SHORT TASK A: Reproduce the panel abstract from "Sun, December 16, 4:15" up to and including "and Israel Studies.".
SHORT TASK B: In the panel abstract, whose philosophy of nature does Yuval Jobani's paper present?
SHORT TASK C: Write the next part of the panel abstract on nature in Zionist and Israeli culture, picking up after its final sentence.

TEXT SEGMENT:
◆ ◆ ◆ ◆

Sun, December 16, 4:15 to 5:45pm, Seaport Hotel & World Trade Center, Cambridge 2

Session Submission Type: Panel Session

Abstract

Following the “spatial turn” scholars have become increasingly interested in the ways in which nature is perceived and treated in various cultures. Studies by John Alexander Williams and Christopher Ely have demonstrated that the exploration of the intersection between nature and culture significantly enriches our understanding of German and Russian national history respectively. Furthermore, scholars such as Barbara E. Mann and Alon Tal have produced thought provoking studies about space, place and the environment in the field of Jewish and Israel Studies.
The aim of this panel is to bring nature to the foreground as a conceptual framework for the exploration of Zionist and Israeli culture. Yael Zerubavel will open the panel with a paper on the different, at times even contradictory, visions of the desert in Zionist imagination. These conceptions ranged from idealizations of the desert as a site of nature associated with the biblical roots of the nation, to hostile nature that poses a threat to pioneers’ efforts to settle the ancestral land. Na'ama Sheffi’s paper will offer an original analysis of the role of banknotes as means of nation building in Israel. While images of landscape and flora on banknotes are usually perceived to be ornamental, her paper will argue that the choice of these images was aimed at shaping a “territorial identity”. Closing the panel, Yuval Jobani will present an overview of A.D. Gordon’s philosophy of nature, which has maintained an exceptional prominence in Israeli culture. The paper examines Gordon's original conception of the constitutive relationship between man and nature, which led him to remarkably foresighted observations on issues such as ecology, feminism and secularism.

◆ ◆ ◆ ◆

DATA ROWS:

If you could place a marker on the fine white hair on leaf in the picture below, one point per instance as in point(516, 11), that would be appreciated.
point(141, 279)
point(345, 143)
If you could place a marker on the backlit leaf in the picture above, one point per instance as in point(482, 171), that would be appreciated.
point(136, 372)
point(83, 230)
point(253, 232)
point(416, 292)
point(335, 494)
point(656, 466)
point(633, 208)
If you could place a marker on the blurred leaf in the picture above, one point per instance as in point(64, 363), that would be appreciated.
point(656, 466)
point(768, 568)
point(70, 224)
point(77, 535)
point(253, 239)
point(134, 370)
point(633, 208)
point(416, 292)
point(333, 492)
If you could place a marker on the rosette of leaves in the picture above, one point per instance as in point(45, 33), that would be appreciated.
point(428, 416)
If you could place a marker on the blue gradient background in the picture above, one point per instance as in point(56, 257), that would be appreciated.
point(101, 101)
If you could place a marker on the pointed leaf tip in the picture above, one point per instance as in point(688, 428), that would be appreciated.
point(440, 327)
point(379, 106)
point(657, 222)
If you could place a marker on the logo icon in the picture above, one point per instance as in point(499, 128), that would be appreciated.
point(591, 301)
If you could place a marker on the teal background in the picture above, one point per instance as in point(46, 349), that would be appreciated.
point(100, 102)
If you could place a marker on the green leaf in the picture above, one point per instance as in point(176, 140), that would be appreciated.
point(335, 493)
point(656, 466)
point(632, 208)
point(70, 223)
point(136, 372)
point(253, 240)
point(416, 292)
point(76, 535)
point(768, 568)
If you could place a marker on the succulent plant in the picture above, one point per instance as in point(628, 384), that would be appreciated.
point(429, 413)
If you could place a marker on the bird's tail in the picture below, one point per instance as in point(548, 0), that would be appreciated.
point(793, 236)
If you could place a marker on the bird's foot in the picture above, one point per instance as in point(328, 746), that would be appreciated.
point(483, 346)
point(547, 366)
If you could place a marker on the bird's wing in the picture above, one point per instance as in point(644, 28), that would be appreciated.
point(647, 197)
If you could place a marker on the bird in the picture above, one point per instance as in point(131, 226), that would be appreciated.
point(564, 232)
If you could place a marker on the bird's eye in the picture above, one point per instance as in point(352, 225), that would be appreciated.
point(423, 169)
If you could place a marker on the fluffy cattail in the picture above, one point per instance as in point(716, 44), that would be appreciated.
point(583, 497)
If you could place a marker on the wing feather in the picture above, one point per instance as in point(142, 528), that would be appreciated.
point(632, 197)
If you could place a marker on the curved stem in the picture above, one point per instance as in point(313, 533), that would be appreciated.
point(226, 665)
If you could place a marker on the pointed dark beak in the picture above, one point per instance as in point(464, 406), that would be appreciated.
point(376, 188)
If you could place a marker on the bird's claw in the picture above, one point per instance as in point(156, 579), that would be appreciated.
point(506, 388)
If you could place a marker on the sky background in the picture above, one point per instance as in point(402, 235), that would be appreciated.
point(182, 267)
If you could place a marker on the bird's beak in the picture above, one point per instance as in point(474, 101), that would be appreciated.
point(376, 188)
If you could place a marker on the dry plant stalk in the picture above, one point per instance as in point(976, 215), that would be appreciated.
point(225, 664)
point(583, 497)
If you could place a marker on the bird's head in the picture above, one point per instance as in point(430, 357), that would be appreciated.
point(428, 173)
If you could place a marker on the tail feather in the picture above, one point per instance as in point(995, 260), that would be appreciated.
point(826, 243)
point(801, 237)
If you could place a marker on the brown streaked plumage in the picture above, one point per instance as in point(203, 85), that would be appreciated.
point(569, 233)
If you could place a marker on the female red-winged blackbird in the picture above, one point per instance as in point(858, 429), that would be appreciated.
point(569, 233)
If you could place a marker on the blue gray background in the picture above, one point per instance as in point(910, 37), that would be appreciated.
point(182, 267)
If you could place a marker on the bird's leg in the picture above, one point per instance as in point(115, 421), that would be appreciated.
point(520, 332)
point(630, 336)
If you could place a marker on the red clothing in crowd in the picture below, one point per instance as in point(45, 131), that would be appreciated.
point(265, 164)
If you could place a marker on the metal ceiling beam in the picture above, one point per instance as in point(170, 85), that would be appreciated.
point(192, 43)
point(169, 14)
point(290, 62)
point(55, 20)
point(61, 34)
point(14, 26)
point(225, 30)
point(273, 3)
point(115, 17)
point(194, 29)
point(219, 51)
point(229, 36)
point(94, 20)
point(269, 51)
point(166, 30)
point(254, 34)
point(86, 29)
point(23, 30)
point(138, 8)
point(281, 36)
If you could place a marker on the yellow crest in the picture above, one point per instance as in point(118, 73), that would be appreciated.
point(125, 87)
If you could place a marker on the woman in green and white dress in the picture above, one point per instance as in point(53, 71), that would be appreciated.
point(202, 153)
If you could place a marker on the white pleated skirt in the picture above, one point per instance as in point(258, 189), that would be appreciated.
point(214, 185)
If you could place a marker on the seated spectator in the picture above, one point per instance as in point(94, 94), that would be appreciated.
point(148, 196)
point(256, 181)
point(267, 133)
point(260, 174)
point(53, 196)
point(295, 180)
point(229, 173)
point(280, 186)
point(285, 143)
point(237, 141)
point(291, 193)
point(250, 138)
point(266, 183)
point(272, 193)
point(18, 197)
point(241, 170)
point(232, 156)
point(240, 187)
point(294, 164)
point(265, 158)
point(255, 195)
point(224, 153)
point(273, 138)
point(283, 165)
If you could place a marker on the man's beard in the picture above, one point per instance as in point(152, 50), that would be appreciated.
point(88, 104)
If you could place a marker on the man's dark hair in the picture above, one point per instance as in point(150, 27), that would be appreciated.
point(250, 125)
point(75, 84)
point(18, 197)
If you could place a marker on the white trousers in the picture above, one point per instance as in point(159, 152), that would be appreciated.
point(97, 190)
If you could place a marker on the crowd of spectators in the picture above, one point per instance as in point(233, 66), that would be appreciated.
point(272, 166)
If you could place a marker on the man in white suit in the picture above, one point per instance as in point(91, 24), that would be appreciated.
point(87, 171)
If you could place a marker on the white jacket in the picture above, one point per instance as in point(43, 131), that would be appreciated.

◆ ◆ ◆ ◆

TASK OUTPUT A:
Sun, December 16, 4:15 to 5:45pm, Seaport Hotel & World Trade Center, Cambridge 2

Session Submission Type: Panel Session

Abstract

Following the “spatial turn” scholars have become increasingly interested in the ways in which nature is perceived and treated in various cultures. Studies by John Alexander Williams and Christopher Ely have demonstrated that the exploration of the intersection between nature and culture significantly enriches our understanding of German and Russian national history respectively. Furthermore, scholars such as Barbara E. Mann and Alon Tal have produced thought provoking studies about space, place and the environment in the field of Jewish and Israel Studies.

TASK OUTPUT B: A.D. Gordon's

TASK OUTPUT C:
Together, these three papers emphasize the centrality of nature and its numerous representations to various domains of the Zionist project; settlement and nation building, economy and the public sphere as well as philosophy and ideology. This, in turn, underscores the degree to which the interdisciplinary study of nature is a promising avenue for further research in Israel studies.